%%

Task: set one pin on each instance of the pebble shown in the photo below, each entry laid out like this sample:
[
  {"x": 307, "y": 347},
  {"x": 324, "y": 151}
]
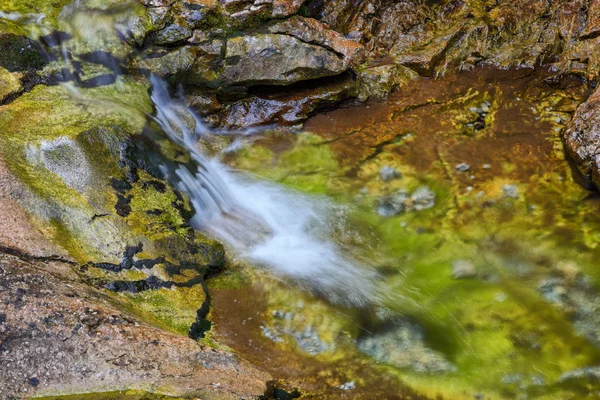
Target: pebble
[
  {"x": 388, "y": 173},
  {"x": 462, "y": 167},
  {"x": 511, "y": 191},
  {"x": 463, "y": 269}
]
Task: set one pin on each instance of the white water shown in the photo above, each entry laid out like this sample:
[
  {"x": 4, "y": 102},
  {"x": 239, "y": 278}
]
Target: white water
[{"x": 265, "y": 224}]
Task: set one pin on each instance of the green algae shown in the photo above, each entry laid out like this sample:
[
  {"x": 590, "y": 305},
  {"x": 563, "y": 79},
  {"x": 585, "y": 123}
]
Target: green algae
[
  {"x": 503, "y": 337},
  {"x": 119, "y": 395},
  {"x": 67, "y": 150}
]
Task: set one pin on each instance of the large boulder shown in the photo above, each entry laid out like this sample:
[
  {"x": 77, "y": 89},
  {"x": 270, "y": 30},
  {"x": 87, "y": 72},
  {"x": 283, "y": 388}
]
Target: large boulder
[
  {"x": 273, "y": 59},
  {"x": 312, "y": 31},
  {"x": 59, "y": 336}
]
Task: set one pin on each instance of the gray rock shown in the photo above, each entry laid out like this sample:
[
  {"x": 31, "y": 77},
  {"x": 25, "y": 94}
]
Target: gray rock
[
  {"x": 172, "y": 33},
  {"x": 463, "y": 269},
  {"x": 462, "y": 167},
  {"x": 589, "y": 373},
  {"x": 265, "y": 60},
  {"x": 403, "y": 345},
  {"x": 511, "y": 191},
  {"x": 388, "y": 173},
  {"x": 421, "y": 199}
]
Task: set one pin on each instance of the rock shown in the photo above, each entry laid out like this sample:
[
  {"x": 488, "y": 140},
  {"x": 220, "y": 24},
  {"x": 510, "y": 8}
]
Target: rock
[
  {"x": 264, "y": 60},
  {"x": 171, "y": 34},
  {"x": 167, "y": 64},
  {"x": 591, "y": 374},
  {"x": 462, "y": 167},
  {"x": 59, "y": 336},
  {"x": 578, "y": 298},
  {"x": 18, "y": 53},
  {"x": 348, "y": 386},
  {"x": 157, "y": 3},
  {"x": 10, "y": 84},
  {"x": 582, "y": 139},
  {"x": 285, "y": 8},
  {"x": 463, "y": 269},
  {"x": 388, "y": 173},
  {"x": 402, "y": 344},
  {"x": 511, "y": 191},
  {"x": 312, "y": 31},
  {"x": 421, "y": 199},
  {"x": 284, "y": 108},
  {"x": 436, "y": 37},
  {"x": 380, "y": 81}
]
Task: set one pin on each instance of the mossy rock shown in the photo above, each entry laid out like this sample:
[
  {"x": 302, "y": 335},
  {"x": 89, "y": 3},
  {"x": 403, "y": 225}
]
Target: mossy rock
[{"x": 18, "y": 53}]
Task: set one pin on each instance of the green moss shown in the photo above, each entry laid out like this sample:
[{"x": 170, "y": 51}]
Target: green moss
[
  {"x": 120, "y": 395},
  {"x": 495, "y": 325},
  {"x": 18, "y": 53}
]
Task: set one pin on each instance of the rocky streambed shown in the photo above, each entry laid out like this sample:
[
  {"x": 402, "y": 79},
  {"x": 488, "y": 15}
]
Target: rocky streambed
[{"x": 447, "y": 151}]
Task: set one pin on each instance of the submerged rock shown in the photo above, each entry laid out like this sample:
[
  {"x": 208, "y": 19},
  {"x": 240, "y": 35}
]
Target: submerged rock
[
  {"x": 511, "y": 191},
  {"x": 582, "y": 139},
  {"x": 402, "y": 344},
  {"x": 388, "y": 173},
  {"x": 421, "y": 199},
  {"x": 60, "y": 336},
  {"x": 463, "y": 269}
]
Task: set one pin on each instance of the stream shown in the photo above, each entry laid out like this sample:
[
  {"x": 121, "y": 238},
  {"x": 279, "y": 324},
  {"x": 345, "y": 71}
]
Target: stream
[{"x": 435, "y": 244}]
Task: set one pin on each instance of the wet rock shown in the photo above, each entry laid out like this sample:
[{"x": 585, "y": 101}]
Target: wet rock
[
  {"x": 285, "y": 8},
  {"x": 157, "y": 3},
  {"x": 307, "y": 339},
  {"x": 463, "y": 269},
  {"x": 402, "y": 344},
  {"x": 65, "y": 158},
  {"x": 511, "y": 191},
  {"x": 18, "y": 53},
  {"x": 285, "y": 108},
  {"x": 422, "y": 198},
  {"x": 462, "y": 167},
  {"x": 172, "y": 33},
  {"x": 380, "y": 81},
  {"x": 264, "y": 60},
  {"x": 67, "y": 338},
  {"x": 314, "y": 32},
  {"x": 10, "y": 84},
  {"x": 578, "y": 298},
  {"x": 388, "y": 173},
  {"x": 591, "y": 374},
  {"x": 437, "y": 37},
  {"x": 582, "y": 139},
  {"x": 166, "y": 64}
]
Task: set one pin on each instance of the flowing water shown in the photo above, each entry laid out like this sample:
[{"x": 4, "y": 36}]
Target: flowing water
[{"x": 435, "y": 241}]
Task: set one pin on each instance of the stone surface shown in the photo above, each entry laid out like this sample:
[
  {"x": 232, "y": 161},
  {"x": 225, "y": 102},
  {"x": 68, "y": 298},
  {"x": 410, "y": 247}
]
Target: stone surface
[
  {"x": 582, "y": 139},
  {"x": 312, "y": 31},
  {"x": 463, "y": 269},
  {"x": 402, "y": 345},
  {"x": 284, "y": 108},
  {"x": 59, "y": 336},
  {"x": 265, "y": 60}
]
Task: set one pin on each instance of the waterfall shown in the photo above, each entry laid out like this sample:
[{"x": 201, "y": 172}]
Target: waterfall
[{"x": 261, "y": 222}]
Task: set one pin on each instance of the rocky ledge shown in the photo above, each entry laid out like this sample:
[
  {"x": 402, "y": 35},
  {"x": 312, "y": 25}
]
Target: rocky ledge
[
  {"x": 234, "y": 56},
  {"x": 60, "y": 336}
]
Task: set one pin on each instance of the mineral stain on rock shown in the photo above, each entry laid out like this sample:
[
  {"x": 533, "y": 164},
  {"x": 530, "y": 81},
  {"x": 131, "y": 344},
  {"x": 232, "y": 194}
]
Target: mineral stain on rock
[{"x": 454, "y": 191}]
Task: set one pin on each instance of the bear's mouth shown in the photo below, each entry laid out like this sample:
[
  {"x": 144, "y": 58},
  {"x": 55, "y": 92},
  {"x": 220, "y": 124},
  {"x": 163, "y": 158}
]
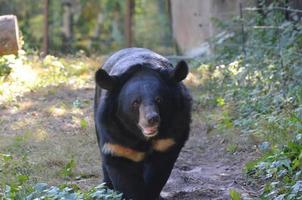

%%

Set exercise:
Starting with the line that has "Task: set one pin on each instance of the waterfall" and going on through the end of the records, write those lines out again with "stone shelf" in place of "rocky ledge" and nothing else changed. Leave the pictures out of your answer.

Task response:
Task: set one pin on each instance of the waterfall shown in the photo above, each entry laid out like this sample:
[{"x": 201, "y": 172}]
Target: waterfall
[{"x": 261, "y": 222}]
Task: set one pin on each instance of the stone shelf shown in the photo above, each entry laid out like this sample:
[
  {"x": 402, "y": 35},
  {"x": 312, "y": 25}
]
Target: stone shelf
[
  {"x": 234, "y": 56},
  {"x": 60, "y": 336}
]
Task: set one pin on each instance of the mineral stain on rock shown in the photo above, each entry laid out like this sample:
[
  {"x": 533, "y": 164},
  {"x": 530, "y": 81},
  {"x": 131, "y": 344},
  {"x": 232, "y": 194}
]
Target: mineral stain on rock
[{"x": 454, "y": 191}]
Task: set one pin on each instance of the bear's mouth shown in the photo below, each entry laid out like this sample:
[
  {"x": 144, "y": 58},
  {"x": 55, "y": 92},
  {"x": 220, "y": 124},
  {"x": 163, "y": 158}
]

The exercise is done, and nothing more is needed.